-- Exercise --
Only the lines from the line containing "Place a marker on every instance of the metal" to the end of the entries should be repeated, exactly as they appear.
=== Supplied records ===
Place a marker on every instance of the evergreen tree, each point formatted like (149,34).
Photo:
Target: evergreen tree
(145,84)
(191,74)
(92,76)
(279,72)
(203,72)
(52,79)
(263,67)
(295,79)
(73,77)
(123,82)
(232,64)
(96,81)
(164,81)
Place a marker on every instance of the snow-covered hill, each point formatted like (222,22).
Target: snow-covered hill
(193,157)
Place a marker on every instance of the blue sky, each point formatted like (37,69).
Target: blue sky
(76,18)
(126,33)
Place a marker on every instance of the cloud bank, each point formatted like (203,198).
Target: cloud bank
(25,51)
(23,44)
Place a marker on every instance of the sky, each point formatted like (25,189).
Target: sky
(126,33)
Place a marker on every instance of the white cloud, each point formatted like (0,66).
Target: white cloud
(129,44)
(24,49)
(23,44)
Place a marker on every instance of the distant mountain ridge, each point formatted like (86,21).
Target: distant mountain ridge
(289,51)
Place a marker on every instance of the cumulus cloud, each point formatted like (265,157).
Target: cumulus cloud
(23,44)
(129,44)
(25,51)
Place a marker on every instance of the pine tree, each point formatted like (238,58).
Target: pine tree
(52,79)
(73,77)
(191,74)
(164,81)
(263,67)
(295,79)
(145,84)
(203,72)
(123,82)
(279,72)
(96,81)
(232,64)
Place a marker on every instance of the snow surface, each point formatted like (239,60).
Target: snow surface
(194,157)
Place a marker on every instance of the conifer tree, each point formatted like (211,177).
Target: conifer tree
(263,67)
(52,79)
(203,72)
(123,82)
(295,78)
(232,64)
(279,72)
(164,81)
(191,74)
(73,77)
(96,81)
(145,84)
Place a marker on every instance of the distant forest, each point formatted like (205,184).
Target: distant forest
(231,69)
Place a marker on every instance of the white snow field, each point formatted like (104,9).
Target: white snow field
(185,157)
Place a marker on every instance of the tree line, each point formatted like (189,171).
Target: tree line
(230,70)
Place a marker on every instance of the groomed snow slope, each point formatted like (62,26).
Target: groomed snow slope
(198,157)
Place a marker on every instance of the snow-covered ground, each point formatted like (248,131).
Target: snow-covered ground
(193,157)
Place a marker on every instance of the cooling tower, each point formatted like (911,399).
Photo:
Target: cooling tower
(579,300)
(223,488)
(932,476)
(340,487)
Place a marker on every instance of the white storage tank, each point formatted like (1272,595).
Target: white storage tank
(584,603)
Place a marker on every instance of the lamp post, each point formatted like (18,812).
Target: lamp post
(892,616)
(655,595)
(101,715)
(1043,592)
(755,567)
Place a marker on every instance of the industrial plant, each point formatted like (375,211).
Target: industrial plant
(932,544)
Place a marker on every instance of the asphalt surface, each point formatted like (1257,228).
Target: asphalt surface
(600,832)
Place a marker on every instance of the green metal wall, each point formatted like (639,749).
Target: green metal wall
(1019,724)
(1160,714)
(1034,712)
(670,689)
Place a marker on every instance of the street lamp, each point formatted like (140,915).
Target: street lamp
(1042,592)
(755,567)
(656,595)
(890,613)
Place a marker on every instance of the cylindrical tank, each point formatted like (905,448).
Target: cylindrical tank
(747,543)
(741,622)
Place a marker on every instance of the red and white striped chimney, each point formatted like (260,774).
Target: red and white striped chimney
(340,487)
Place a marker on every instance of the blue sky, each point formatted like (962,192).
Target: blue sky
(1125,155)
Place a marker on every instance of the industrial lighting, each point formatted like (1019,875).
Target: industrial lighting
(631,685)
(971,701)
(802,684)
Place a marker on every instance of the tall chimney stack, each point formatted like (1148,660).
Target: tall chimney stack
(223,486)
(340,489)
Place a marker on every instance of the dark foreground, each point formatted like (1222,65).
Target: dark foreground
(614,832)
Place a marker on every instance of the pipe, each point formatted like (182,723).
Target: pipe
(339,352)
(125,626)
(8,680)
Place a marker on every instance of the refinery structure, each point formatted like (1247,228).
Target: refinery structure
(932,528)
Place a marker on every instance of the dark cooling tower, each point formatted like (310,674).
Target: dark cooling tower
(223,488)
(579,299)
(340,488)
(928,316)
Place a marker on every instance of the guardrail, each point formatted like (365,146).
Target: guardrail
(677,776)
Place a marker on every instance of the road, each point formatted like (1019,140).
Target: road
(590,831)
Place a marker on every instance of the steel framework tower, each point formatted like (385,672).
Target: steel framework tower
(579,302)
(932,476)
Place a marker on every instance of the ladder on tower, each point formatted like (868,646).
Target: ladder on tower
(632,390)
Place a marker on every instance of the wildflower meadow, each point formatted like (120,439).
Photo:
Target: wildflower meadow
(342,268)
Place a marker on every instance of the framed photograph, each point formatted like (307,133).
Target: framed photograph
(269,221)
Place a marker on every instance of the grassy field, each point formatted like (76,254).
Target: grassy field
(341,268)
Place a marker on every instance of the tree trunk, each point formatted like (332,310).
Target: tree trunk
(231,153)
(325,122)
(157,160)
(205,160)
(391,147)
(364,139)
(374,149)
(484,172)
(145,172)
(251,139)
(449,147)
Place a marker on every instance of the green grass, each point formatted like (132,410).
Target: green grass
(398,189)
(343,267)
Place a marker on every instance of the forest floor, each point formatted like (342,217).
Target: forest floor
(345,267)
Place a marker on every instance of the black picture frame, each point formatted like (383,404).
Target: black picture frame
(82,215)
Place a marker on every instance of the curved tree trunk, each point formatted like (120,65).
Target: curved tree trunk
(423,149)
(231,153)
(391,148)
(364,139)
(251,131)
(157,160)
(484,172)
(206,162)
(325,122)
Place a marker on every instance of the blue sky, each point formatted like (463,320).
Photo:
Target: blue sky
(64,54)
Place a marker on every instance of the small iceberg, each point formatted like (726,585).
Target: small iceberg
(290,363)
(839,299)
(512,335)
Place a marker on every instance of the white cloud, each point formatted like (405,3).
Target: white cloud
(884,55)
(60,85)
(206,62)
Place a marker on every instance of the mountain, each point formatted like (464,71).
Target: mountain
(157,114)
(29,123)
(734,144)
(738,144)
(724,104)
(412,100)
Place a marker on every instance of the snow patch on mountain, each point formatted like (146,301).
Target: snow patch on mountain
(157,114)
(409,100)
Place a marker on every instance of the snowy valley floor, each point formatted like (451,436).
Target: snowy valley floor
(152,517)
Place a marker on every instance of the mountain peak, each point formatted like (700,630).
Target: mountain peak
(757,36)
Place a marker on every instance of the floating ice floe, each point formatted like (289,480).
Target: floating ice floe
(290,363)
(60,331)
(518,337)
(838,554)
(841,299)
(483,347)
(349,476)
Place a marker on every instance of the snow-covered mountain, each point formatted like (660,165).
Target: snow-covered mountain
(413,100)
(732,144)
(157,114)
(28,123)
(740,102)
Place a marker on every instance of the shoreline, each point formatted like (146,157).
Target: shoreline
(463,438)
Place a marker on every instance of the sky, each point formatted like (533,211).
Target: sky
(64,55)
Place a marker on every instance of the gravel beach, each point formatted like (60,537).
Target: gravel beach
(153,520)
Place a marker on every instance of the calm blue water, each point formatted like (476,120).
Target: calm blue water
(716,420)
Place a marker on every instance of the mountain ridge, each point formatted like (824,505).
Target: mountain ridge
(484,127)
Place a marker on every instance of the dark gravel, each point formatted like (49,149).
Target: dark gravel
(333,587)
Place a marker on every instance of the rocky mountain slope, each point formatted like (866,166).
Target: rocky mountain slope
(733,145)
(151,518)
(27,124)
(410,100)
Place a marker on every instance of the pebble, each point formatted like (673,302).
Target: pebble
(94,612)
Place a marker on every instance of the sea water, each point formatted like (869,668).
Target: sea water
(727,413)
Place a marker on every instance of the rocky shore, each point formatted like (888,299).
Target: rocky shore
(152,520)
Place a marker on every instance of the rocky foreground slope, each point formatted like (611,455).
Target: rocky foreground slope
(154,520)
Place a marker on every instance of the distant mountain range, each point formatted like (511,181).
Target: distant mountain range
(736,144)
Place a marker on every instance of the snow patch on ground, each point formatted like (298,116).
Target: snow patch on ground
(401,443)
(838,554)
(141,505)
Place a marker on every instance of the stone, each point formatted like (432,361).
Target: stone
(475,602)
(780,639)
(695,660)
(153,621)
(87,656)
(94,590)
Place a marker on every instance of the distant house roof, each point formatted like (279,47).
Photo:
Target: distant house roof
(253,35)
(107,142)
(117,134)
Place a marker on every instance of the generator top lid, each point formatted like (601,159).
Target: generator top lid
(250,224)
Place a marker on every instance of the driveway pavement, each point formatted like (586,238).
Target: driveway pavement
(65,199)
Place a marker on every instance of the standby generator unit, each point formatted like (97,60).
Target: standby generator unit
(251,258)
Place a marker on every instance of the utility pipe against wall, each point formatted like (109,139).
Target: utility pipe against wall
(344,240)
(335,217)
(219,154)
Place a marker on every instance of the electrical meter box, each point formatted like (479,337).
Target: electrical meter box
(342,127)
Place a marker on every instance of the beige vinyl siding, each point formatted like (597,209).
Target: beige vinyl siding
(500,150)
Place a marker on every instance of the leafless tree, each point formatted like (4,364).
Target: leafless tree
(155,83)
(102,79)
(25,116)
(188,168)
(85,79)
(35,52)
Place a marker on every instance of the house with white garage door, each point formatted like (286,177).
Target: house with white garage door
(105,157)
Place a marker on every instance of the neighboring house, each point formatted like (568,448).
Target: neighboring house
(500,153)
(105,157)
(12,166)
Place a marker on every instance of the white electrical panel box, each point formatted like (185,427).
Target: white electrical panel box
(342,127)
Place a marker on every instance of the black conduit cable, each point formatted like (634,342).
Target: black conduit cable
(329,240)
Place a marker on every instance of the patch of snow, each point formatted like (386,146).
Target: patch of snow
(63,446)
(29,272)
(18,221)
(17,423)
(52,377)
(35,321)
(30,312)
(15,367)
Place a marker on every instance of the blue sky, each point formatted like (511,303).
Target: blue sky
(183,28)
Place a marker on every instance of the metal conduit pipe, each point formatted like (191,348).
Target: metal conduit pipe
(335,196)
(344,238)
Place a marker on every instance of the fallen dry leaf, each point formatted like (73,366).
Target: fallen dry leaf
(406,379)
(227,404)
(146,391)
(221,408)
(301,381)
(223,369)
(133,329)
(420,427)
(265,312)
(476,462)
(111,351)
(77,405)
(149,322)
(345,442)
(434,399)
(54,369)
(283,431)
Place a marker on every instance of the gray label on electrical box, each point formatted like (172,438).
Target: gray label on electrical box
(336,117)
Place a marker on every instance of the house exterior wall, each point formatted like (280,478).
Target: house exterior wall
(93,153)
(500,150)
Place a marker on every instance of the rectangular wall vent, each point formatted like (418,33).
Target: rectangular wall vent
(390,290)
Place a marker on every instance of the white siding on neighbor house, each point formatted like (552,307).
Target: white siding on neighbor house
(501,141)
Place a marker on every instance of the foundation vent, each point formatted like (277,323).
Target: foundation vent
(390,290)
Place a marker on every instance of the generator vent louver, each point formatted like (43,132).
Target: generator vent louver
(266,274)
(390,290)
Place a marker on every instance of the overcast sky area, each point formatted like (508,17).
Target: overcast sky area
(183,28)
===
-- Task answer --
Place a marker on every instance of the metal conduit pipe, each point formatted like (191,348).
Target: metal conduit pipe
(335,196)
(344,238)
Place a marker on every instance of the fallen dry leaf, each point formatted like (73,366).
Target: fallen dry leaf
(406,379)
(227,404)
(146,391)
(221,408)
(301,381)
(223,369)
(133,329)
(420,427)
(265,312)
(476,462)
(111,351)
(77,405)
(149,322)
(345,442)
(434,399)
(54,369)
(283,431)
Place a marker on every instance of the gray label on electrical box, each point formatted like (172,438).
Target: gray label on electrical box
(336,117)
Place a marker on every instance of the house exterior wall, each point formatted like (280,478).
Target: house exterior wall
(93,153)
(500,150)
Place a marker on every instance of the rectangular wall vent, each point formatted like (418,33).
Target: rectangular wall vent
(390,290)
Place a marker on every instance of the white siding on neighbor house, each point formatted like (552,307).
Target: white siding on neighbor house
(501,141)
Place a marker on every instance of the foundation vent, each point formatted like (277,323).
Target: foundation vent
(390,290)
Place a marker on every instance of the generator vent louver, each point formatted like (43,132).
Target: generator vent louver
(266,274)
(390,290)
Place a marker on every instance of the overcast sky area, each point formatted like (508,17).
Target: overcast sky area
(183,28)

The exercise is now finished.